>> BEGIN PROVIDED RECORDS

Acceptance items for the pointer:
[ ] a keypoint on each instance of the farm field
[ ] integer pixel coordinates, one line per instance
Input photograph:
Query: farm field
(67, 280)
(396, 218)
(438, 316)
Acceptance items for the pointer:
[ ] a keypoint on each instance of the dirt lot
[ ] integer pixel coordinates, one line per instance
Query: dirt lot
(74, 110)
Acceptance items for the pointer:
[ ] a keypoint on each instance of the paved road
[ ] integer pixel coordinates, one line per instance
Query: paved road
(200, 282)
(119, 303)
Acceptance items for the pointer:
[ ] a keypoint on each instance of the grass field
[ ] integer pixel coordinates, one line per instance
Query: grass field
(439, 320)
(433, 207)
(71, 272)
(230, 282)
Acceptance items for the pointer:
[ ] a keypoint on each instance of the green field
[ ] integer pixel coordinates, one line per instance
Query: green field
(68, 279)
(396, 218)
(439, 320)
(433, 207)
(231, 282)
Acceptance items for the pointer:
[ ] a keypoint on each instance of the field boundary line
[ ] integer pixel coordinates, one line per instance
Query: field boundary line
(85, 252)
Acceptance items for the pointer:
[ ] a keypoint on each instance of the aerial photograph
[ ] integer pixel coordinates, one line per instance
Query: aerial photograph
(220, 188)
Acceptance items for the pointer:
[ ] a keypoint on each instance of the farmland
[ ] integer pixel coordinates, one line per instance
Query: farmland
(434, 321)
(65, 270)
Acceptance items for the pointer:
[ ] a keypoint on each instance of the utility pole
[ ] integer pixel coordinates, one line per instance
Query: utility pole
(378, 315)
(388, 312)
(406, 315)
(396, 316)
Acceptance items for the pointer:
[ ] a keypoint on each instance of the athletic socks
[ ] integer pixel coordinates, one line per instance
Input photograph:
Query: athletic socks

>> END PROVIDED RECORDS

:: GIVEN PROBLEM ::
Repeat every line of the data, exactly and in full.

:: SOLUTION TO THE EXERCISE ::
Acceptance items for the pointer:
[ ] a keypoint on each instance of the farm field
[ ] integer pixel coordinates, one line per instance
Input photograph:
Query: farm field
(67, 280)
(396, 218)
(438, 316)
Acceptance items for the pointer:
[ ] a keypoint on each instance of the dirt lot
[ ] integer pixel coordinates, one line per instance
Query: dirt lot
(74, 110)
Acceptance items for the pointer:
[ ] a keypoint on each instance of the paved road
[ ] integer pixel coordinates, one line per instance
Query: paved road
(200, 282)
(119, 303)
Acceptance items for the pointer:
[ ] a keypoint on each instance of the grass field
[ ] integer pixel coordinates, one line per instance
Query: grass field
(439, 320)
(433, 207)
(71, 272)
(230, 282)
Acceptance items for the pointer:
[ ] a keypoint on each instance of the green field
[ ] integer pixel coordinates, one line per instance
Query: green field
(68, 279)
(396, 218)
(439, 320)
(433, 207)
(231, 282)
Acceptance items for the pointer:
[ ] a keypoint on each instance of the field boundary line
[ ] integer pixel coordinates, one line per instance
Query: field boundary line
(85, 252)
Acceptance items for the pointer:
[ ] a keypoint on each instance of the aerial photograph
[ ] integer pixel coordinates, one line per instance
Query: aerial photograph
(220, 188)
Acceptance items for the pointer:
[ ] a keypoint on each instance of the farmland
[ ] integer pixel coordinates, one line per instance
Query: farmland
(434, 321)
(65, 270)
Acceptance items for the pointer:
[ ] a keypoint on each instance of the utility pole
[ ] integer pixel coordinates, one line per instance
Query: utility pole
(378, 315)
(388, 312)
(406, 315)
(396, 316)
Acceptance items for the pointer:
[ ] a keypoint on each instance of the athletic socks
[ ] integer pixel coordinates, one line per instance
Input photograph:
Query: athletic socks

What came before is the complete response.